STATED PROBLEM. Copy out all of the data below with every "keypoint" changed to "marker" and nothing else altered. Leave the pictures out of your copy.
** START ENTRIES PROVIDED **
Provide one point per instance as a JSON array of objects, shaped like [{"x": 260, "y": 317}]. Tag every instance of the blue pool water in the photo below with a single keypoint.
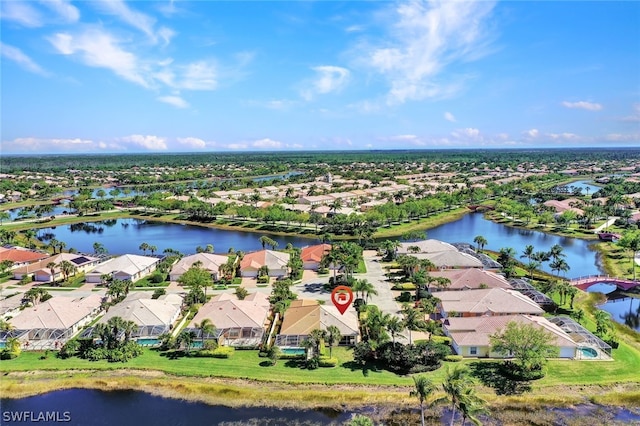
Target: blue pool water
[
  {"x": 589, "y": 352},
  {"x": 293, "y": 351}
]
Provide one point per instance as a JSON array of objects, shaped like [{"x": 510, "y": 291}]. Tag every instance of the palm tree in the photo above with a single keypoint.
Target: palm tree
[
  {"x": 365, "y": 288},
  {"x": 144, "y": 247},
  {"x": 424, "y": 388},
  {"x": 412, "y": 320},
  {"x": 186, "y": 337},
  {"x": 205, "y": 327},
  {"x": 394, "y": 326},
  {"x": 456, "y": 383},
  {"x": 481, "y": 242},
  {"x": 333, "y": 338},
  {"x": 52, "y": 269}
]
** END ENTRIES PROVIDED **
TASK ANSWER.
Provide one point per instance as a JSON array of objects, shaped like [{"x": 260, "y": 317}]. Tag every instance of the blue pool water in the photo below with a single marker.
Target: blue pool water
[
  {"x": 589, "y": 352},
  {"x": 293, "y": 351}
]
Provide one point per instance as a JSON array of objects, shaped like [{"x": 510, "y": 291}]. Tag every instance of the palm tree in the photo above with a single marker.
Target: palm tree
[
  {"x": 365, "y": 288},
  {"x": 144, "y": 247},
  {"x": 424, "y": 388},
  {"x": 412, "y": 320},
  {"x": 186, "y": 337},
  {"x": 205, "y": 327},
  {"x": 394, "y": 326},
  {"x": 456, "y": 383},
  {"x": 481, "y": 242},
  {"x": 333, "y": 338},
  {"x": 52, "y": 269}
]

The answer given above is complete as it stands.